## Problem to work on
Write out exactly the lines from the one containing "locate the teal" through the last line of the records below, including both.
[start Records supplied]
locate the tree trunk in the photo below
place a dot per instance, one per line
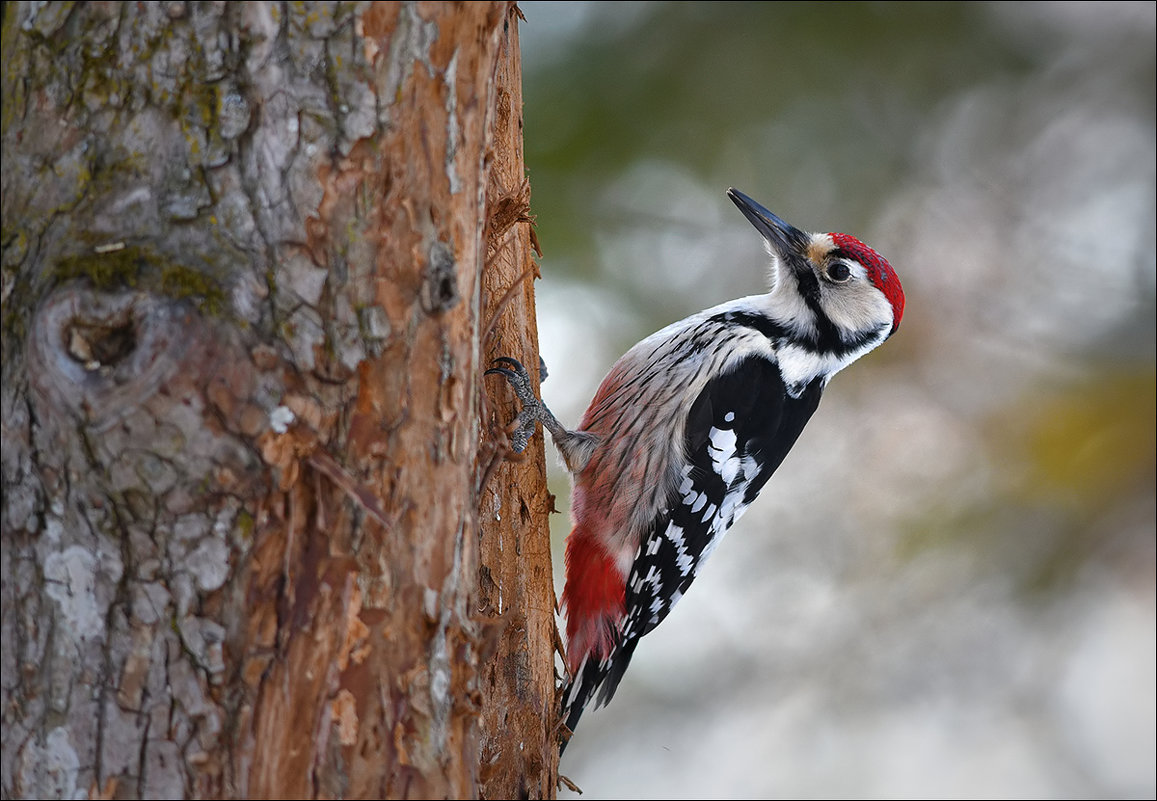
(258, 535)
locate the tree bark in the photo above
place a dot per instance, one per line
(259, 538)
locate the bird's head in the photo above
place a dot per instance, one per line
(834, 280)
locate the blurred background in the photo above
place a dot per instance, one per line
(948, 589)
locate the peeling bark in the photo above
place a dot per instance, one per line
(258, 535)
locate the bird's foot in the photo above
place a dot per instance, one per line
(532, 409)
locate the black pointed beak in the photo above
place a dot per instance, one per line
(787, 240)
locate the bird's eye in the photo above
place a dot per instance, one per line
(839, 272)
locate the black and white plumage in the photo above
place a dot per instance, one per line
(688, 426)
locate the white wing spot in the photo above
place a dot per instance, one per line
(723, 453)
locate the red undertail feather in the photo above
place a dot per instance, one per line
(594, 596)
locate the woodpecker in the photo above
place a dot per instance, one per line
(687, 427)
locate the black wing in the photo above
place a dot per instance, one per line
(738, 431)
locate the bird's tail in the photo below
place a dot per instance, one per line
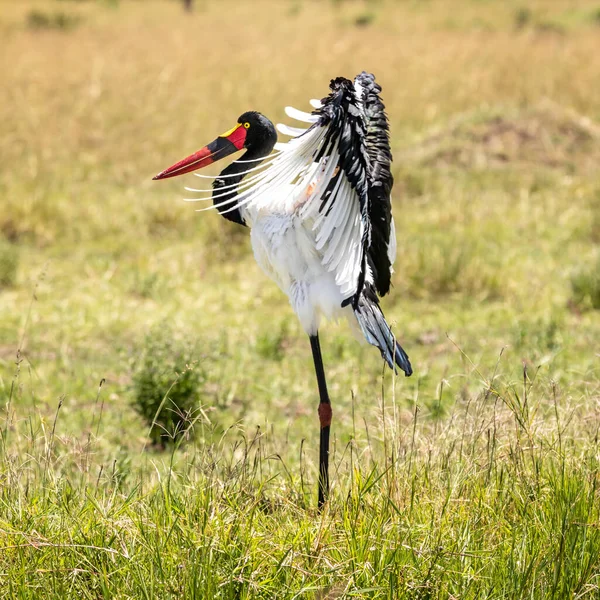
(378, 333)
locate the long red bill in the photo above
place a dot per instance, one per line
(226, 144)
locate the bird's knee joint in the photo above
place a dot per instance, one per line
(325, 414)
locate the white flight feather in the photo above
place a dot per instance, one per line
(299, 115)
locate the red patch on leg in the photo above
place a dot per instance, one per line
(325, 414)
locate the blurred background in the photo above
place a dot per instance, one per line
(494, 108)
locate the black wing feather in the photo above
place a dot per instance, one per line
(380, 182)
(342, 114)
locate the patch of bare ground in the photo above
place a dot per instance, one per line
(547, 135)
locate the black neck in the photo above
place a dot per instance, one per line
(235, 173)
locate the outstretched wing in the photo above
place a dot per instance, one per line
(382, 249)
(335, 176)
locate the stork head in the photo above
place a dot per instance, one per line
(253, 132)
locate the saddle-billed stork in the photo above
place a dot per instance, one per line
(319, 212)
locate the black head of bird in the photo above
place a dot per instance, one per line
(252, 132)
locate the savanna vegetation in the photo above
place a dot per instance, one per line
(158, 428)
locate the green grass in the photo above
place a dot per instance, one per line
(475, 478)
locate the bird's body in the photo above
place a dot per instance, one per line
(319, 212)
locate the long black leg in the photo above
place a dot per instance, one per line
(324, 420)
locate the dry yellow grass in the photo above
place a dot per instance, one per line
(492, 483)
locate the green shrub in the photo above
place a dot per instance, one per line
(585, 286)
(166, 382)
(9, 262)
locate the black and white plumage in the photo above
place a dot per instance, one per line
(318, 208)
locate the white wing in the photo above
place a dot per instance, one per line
(320, 174)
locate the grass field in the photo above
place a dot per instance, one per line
(478, 477)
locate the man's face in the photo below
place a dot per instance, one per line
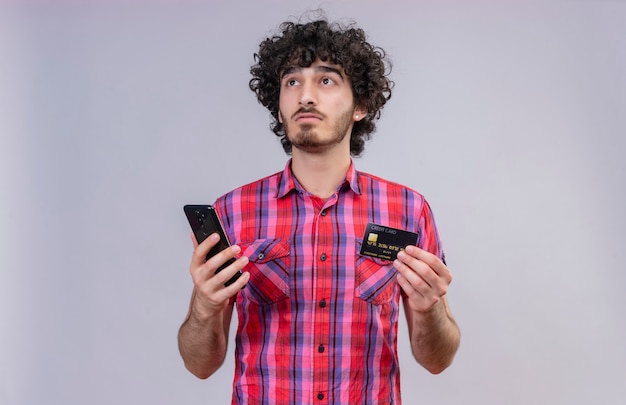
(316, 106)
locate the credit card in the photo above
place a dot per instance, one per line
(384, 242)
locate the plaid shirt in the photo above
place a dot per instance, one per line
(318, 321)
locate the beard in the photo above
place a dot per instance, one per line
(306, 136)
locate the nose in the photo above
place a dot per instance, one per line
(308, 95)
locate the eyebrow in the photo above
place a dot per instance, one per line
(324, 69)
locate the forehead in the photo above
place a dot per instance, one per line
(318, 66)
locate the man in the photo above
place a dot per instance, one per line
(318, 320)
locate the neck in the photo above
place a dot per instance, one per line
(320, 174)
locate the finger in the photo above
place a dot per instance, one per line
(200, 251)
(224, 275)
(208, 269)
(431, 260)
(407, 286)
(415, 273)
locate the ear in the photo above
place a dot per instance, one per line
(359, 113)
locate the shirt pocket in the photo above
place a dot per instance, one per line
(375, 278)
(269, 270)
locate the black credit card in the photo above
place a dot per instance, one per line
(384, 242)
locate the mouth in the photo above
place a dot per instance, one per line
(307, 116)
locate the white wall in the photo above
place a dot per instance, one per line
(508, 116)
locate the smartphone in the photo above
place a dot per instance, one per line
(204, 222)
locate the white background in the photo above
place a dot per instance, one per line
(508, 116)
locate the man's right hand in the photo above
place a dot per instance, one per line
(210, 294)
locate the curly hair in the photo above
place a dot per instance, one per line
(366, 66)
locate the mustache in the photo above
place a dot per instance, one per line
(308, 110)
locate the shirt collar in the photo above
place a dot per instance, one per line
(288, 182)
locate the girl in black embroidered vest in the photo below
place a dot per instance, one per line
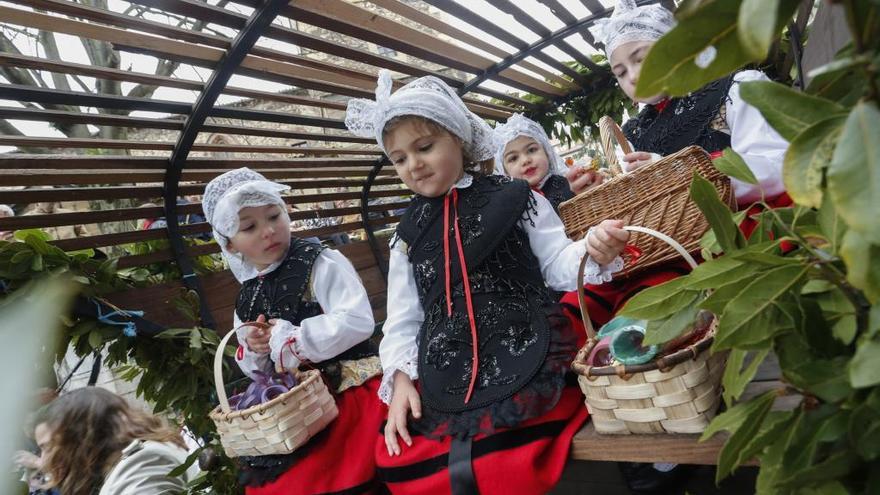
(474, 344)
(319, 313)
(523, 151)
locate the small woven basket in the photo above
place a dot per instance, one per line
(279, 426)
(676, 393)
(655, 195)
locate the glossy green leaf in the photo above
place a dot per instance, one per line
(854, 173)
(752, 315)
(864, 369)
(788, 111)
(807, 158)
(731, 164)
(717, 214)
(661, 331)
(736, 378)
(660, 301)
(759, 23)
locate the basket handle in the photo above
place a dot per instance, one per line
(610, 134)
(218, 365)
(588, 325)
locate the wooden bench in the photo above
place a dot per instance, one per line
(681, 449)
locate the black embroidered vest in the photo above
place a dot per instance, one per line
(279, 294)
(556, 190)
(510, 299)
(683, 122)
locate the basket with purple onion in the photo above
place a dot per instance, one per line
(277, 413)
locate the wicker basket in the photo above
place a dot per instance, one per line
(279, 426)
(656, 196)
(676, 393)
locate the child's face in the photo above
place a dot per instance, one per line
(626, 64)
(263, 235)
(525, 159)
(427, 160)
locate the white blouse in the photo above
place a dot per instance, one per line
(558, 257)
(347, 319)
(762, 148)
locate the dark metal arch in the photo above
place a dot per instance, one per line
(238, 50)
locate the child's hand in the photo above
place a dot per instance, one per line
(606, 241)
(637, 159)
(405, 399)
(258, 338)
(580, 178)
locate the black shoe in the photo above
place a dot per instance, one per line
(645, 479)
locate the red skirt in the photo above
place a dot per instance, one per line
(341, 460)
(525, 460)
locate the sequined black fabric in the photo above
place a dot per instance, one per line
(683, 122)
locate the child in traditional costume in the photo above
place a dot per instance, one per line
(523, 151)
(319, 313)
(475, 352)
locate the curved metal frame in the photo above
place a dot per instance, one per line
(238, 50)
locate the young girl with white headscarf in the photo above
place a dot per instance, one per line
(319, 313)
(471, 320)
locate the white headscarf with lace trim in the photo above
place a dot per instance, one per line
(426, 97)
(520, 125)
(630, 22)
(225, 196)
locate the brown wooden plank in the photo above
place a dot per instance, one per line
(409, 12)
(89, 143)
(37, 63)
(124, 162)
(356, 21)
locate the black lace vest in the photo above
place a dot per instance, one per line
(279, 294)
(510, 299)
(556, 190)
(683, 122)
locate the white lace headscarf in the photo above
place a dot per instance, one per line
(426, 97)
(520, 125)
(225, 196)
(630, 22)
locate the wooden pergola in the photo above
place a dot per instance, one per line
(324, 156)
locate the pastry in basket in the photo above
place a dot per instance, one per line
(305, 308)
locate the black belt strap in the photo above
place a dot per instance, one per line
(461, 470)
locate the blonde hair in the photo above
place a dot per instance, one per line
(90, 427)
(485, 167)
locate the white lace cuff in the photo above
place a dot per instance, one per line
(284, 345)
(596, 274)
(386, 388)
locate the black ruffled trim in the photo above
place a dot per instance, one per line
(535, 399)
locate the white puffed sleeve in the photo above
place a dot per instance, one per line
(399, 348)
(762, 148)
(559, 256)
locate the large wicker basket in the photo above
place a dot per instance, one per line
(279, 426)
(676, 393)
(656, 196)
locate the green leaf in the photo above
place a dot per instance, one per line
(759, 22)
(807, 157)
(753, 413)
(670, 65)
(752, 316)
(861, 257)
(864, 369)
(787, 110)
(736, 379)
(731, 164)
(659, 301)
(717, 214)
(661, 331)
(854, 173)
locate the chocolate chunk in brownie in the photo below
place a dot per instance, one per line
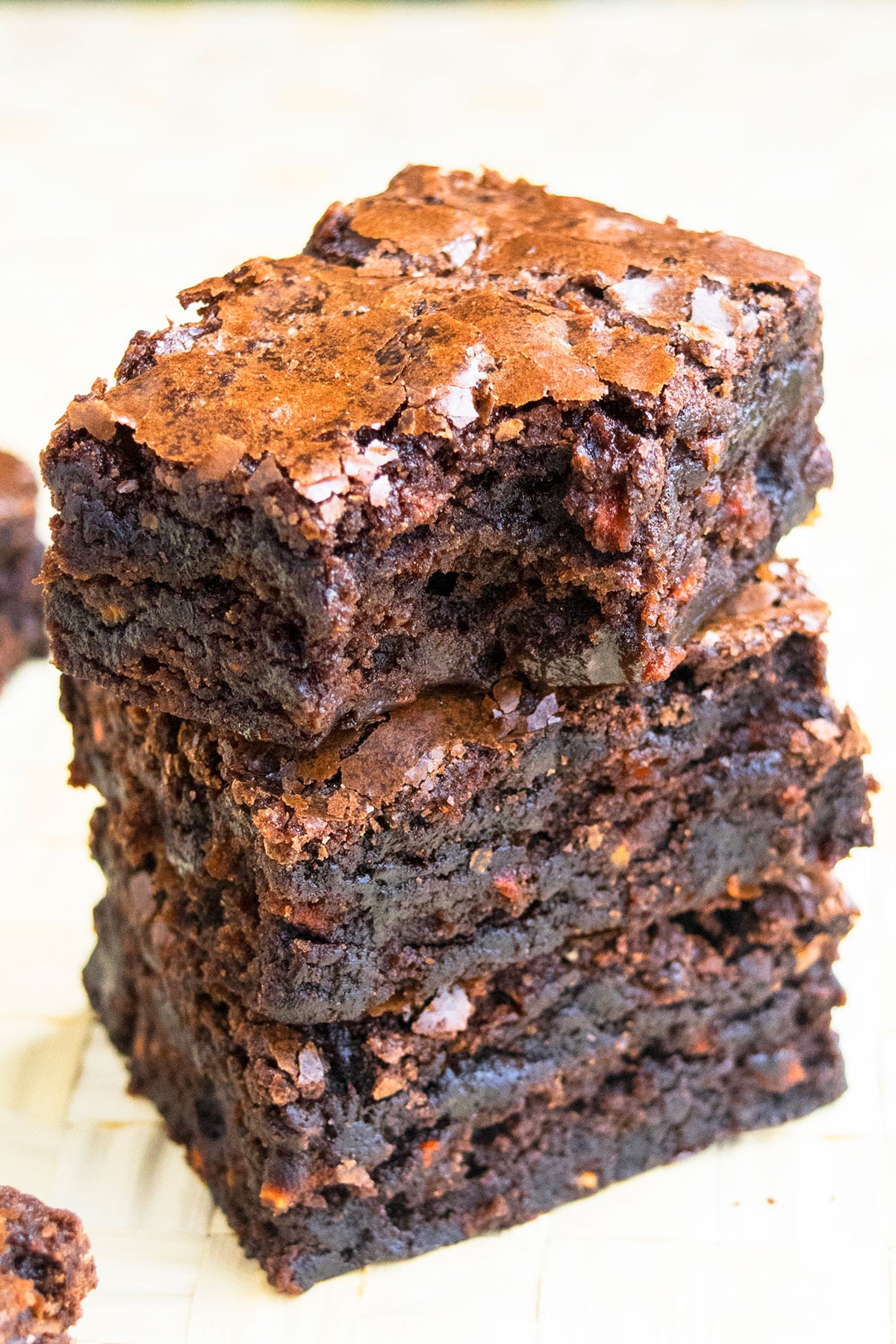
(476, 430)
(22, 635)
(464, 833)
(340, 1145)
(46, 1269)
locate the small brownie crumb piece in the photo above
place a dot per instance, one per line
(46, 1269)
(474, 430)
(22, 635)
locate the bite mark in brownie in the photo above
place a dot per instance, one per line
(22, 633)
(464, 833)
(46, 1269)
(512, 433)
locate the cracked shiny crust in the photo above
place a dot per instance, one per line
(435, 305)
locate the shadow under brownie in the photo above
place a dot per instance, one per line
(474, 430)
(465, 833)
(337, 1145)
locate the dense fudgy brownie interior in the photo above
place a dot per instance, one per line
(464, 833)
(46, 1269)
(22, 635)
(337, 1145)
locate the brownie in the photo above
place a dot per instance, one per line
(467, 833)
(340, 1145)
(46, 1269)
(473, 432)
(22, 635)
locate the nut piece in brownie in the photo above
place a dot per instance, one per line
(465, 833)
(346, 1144)
(474, 430)
(22, 635)
(46, 1269)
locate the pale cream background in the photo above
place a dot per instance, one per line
(144, 148)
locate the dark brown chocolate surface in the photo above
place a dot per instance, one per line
(507, 432)
(46, 1270)
(467, 833)
(22, 635)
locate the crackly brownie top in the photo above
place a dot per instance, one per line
(428, 759)
(437, 309)
(18, 490)
(46, 1268)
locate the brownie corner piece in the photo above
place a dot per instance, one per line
(476, 429)
(46, 1269)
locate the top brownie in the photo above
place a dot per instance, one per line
(473, 430)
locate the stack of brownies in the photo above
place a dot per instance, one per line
(472, 786)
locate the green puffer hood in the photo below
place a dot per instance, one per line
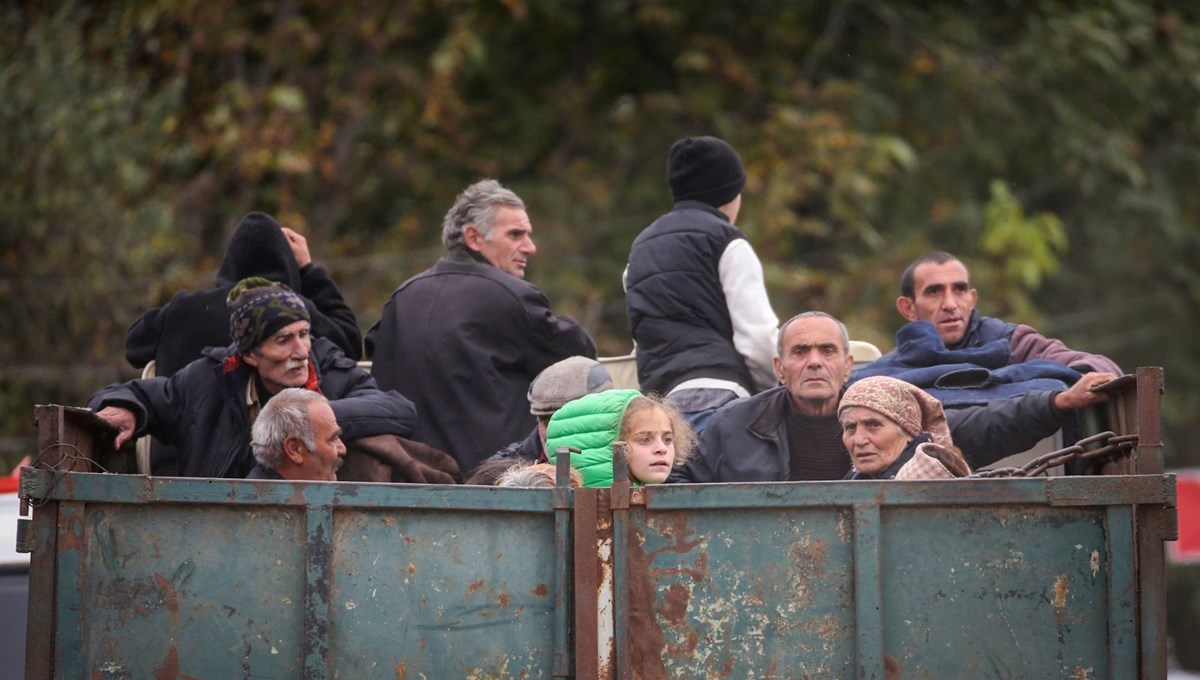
(591, 423)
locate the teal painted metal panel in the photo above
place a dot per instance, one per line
(300, 581)
(442, 595)
(742, 594)
(204, 590)
(996, 578)
(978, 593)
(216, 578)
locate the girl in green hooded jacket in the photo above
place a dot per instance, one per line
(659, 438)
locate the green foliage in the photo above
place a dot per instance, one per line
(1053, 145)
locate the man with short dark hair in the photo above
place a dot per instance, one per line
(297, 437)
(936, 288)
(792, 433)
(695, 294)
(207, 409)
(465, 338)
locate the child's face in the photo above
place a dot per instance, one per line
(651, 446)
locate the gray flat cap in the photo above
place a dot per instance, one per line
(564, 381)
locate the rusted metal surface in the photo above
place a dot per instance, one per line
(76, 439)
(291, 579)
(1103, 446)
(942, 581)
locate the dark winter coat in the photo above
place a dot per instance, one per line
(463, 340)
(173, 335)
(676, 305)
(202, 409)
(747, 440)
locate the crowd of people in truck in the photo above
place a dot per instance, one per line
(474, 379)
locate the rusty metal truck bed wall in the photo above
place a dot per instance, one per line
(996, 578)
(144, 577)
(216, 578)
[end Records supplied]
## Solution to this exercise
locate the teal painted metal panel in the photo above
place a dot per instance, one per line
(300, 581)
(442, 595)
(742, 594)
(204, 590)
(996, 578)
(978, 593)
(216, 578)
locate the girl in green hooded jacket in the photo above
place a dot per instance, one per line
(659, 438)
locate the green foliage in the photo above
place a dot per instance, one per line
(1053, 145)
locate the man with short dark hair in the photo above
place a dot per instance, one per line
(297, 437)
(936, 288)
(792, 433)
(695, 294)
(207, 409)
(465, 338)
locate the child's face in the photo above
place a dot per instance, one per line
(651, 446)
locate the gray flat cap in the photo above
place a dot per instance, one per line
(564, 381)
locate the rusted metal surface in the photo above
place a dot per instance, one per line
(76, 439)
(291, 579)
(1103, 446)
(942, 581)
locate the dark winter coat in the photo above
place a dot per instance, one per line
(463, 340)
(173, 335)
(676, 305)
(202, 409)
(747, 440)
locate the crowd of people in truck in the photo above
place a dot per instance, one per line
(474, 379)
locate the rusty metal truck bed wall in the photo above
place a dot per instance, one per line
(996, 578)
(144, 577)
(216, 578)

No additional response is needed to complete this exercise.